- _DIRECTION_:
Turn the entries below into a JSON list of strings with one string per line, skipping any blank lines.

___ DATA SUPPLIED

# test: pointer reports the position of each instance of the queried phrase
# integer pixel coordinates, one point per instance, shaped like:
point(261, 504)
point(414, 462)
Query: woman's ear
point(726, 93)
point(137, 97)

______

- _COMPLETE OUTPUT_:
[
  "# test: pointer reports the position of each instance of the queried phrase",
  "# integer pixel coordinates, one point per instance, shaped like:",
  "point(261, 504)",
  "point(414, 462)",
  "Query: woman's ear",
  "point(726, 93)",
  "point(137, 97)"
]